Your instructions: Write the records below as a two-column CSV with the header query_text,points and one row per record. Put the record's text under query_text and its answer under points, each in a single quoted field with line breaks replaced by spaces.

Data extract:
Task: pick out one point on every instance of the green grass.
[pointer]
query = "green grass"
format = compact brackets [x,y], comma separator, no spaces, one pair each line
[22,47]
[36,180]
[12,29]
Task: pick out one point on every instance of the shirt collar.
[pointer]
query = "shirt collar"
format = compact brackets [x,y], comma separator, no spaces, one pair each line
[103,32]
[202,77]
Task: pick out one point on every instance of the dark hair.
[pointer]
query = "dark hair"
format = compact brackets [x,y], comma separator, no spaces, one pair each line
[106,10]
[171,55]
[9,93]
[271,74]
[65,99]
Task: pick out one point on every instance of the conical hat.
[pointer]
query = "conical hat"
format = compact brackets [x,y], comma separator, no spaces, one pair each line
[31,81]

Task answer:
query_text,points
"Task: pick out one point on every instance of the green grass. [pointer] query = ""green grass"" format = compact brackets [x,y], comma separator, no spaces, one pair each line","[22,47] [36,180] [12,29]"
"Task: pick out one point on every instance of the shirt collar. [pointer] query = ""shirt collar"" format = compact brackets [x,y], comma separator, no spaces, one pair each line","[103,32] [202,77]"
"Task: pick out one point on every instance of the dark hair. [pointer] query = ""dark hair"" format = compact brackets [x,y], comma separator, no spaces, one pair each line","[106,10] [171,55] [9,93] [271,74] [65,99]"
"Task: pick out one point on every instance of the conical hat. [pointer] query = ""conical hat"" format = compact brackets [x,y], comma separator, no spaces, one pair each line","[31,81]"